> **URAIAN TUGAS**
Teruskan teks tentang film Eksil dan para mahasiswa yang tidak boleh pulang ke Indonesia di bawah ini, dimulai setelah kalimat terakhirnya.

> **TEKS BACAAN**
Jika ada kesempatan dan keluangan, sempatkanlah menonton Eksil. Mungkin saja, film ini dapat membuka sedikit pengetahuan dan membagi pengalaman para korban kekerasan HAM saat rezim orde baru.
Menjadi Eksil
Presiden Soekarno pada tahun 1960 membuka program beasiswa dengan tajuk “Beasiswa Ikatan Dinas”. Program tersebut memberi kesempatan muda-mudi Indonesia belajar di luar negeri dengan harapan dapat berkontribusi membangun negara setelah kembali ke tanah air.
Eksil, dalam film, merupakan orang-orang yang disekolahkan ke luar negeri oleh Presiden Soekarno, tetapi tidak diperbolehkan pulang pasca terjadi peristiwa G30S-PKI. Meletusnya konflik politik antara ABRI dan PKI pada saat itu memberi dampak buruk bagi mahasiswa yang bersekolah di negara komunis seperti Cina dan Rusia.
Konflik politik tahun 1965–1966 itu mengantarkan mereka pada suatu kondisi “kehilangan identitas kewarganegaraannya”. Paspor mereka dicabut begitu saja lantaran menolak menandatangani surat yang mengutuk Soekarno. Mereka beranggapan bahwa Soekarno lah yang memberikan mereka kesempatan untuk bersekolah, tetapi kenapa harus mengutuknya tanpa mengetahui kebenarannya?

> **ISI KUMPULAN DATA**

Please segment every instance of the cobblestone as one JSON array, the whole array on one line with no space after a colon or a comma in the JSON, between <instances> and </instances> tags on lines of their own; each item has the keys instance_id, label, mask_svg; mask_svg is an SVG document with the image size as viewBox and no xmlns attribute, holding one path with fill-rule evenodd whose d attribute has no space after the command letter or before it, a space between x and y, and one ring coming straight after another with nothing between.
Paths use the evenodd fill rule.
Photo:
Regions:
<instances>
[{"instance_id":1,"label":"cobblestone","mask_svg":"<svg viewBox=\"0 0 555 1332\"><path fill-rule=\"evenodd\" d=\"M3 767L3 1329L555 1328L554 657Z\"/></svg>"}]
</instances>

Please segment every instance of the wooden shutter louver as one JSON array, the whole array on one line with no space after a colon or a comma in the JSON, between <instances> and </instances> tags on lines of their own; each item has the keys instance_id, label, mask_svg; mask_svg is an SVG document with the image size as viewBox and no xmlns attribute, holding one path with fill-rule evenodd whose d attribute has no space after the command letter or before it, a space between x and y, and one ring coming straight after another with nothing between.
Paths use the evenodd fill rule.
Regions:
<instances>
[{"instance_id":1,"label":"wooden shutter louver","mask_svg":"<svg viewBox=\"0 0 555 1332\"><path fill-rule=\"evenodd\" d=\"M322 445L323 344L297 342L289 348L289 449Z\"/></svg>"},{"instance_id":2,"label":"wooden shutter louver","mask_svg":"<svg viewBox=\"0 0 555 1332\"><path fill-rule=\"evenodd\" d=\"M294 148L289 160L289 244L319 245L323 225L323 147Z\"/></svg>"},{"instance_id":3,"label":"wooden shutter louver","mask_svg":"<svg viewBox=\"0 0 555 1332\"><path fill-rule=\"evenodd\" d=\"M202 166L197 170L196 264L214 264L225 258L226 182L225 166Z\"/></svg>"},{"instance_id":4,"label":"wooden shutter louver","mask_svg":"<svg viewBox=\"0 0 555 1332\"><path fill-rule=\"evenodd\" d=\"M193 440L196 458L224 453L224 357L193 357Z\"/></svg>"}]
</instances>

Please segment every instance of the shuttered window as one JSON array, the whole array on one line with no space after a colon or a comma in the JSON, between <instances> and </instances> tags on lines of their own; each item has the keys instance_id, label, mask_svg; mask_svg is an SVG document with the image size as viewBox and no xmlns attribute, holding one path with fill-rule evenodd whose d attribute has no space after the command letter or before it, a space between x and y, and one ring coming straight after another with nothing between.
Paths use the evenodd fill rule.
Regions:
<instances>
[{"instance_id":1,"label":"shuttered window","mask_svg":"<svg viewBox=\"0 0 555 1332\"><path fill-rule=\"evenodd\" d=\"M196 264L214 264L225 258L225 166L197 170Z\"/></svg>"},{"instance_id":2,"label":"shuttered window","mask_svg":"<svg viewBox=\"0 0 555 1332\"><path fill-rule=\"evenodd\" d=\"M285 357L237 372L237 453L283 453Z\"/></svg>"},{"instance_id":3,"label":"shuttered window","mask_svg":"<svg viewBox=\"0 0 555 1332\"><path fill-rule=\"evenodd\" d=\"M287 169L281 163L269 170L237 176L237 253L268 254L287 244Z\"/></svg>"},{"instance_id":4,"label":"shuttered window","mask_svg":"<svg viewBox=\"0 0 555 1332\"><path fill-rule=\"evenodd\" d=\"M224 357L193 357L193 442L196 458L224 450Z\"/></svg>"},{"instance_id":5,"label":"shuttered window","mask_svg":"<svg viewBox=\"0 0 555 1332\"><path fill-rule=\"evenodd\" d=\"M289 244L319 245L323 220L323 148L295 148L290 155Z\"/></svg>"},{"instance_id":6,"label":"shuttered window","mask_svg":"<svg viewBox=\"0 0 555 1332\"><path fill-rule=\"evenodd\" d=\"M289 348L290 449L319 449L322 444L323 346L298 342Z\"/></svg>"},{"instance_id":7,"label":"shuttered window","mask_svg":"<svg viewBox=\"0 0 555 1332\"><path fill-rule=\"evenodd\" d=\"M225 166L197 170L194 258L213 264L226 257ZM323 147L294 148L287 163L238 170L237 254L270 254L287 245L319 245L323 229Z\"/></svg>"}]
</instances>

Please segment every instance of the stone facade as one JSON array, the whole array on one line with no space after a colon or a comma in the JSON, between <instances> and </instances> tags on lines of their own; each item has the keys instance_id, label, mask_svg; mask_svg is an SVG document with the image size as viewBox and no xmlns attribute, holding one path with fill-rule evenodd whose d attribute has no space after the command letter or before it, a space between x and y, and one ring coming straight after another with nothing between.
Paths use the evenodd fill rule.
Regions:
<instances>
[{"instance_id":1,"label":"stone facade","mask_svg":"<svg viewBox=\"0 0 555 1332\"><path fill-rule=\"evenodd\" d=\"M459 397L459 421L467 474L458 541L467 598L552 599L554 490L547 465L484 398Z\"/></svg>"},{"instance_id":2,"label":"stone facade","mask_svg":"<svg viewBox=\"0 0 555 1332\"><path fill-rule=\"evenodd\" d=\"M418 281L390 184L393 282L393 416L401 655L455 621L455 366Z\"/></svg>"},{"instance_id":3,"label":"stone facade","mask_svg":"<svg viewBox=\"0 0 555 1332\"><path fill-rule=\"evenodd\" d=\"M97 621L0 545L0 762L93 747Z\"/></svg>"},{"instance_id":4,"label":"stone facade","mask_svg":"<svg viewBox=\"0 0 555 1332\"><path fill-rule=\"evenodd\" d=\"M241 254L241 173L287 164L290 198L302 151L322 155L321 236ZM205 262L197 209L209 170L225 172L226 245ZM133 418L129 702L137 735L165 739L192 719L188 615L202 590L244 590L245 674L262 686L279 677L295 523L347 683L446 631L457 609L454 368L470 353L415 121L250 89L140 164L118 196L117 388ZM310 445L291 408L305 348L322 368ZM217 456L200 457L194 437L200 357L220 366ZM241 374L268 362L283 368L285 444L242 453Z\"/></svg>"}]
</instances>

> **JAWABAN TERTULIS**
Sementara itu, kehidupan mesti berlanjut. Mereka yang terasing di dunia ini tanpa status kewarganegaraan yang jelas juga perlu mencari cara untuk bertahan hidup. Mereka mencari penghidupan dan perlindungan.Bahkan jika harus menanti puluhan tahun hingga keruntuhan orde baru terjadi dengan harapan mendapat status kewarganegaraan, meski bukan kewarganegaraan Indonesia.
Sebagian dari mereka mendapat pengakuan kewarganegaraan di beberapa negara seperti Belanda, Jerman, dan Swedia. Belanda menjadi salah satu negara paling dicari oleh para eksil sebab pengakuan kewarganegaraan diberikan dengan mudah. Belanda menganggap orang-orang indonesia yang lahir sebelum tahun 1945 adalah bagian dari Hindia Belanda. Sementara sebagian yang lain mendapatkan status kewarganegaraan dari negara yang menjunjung tinggi HAM.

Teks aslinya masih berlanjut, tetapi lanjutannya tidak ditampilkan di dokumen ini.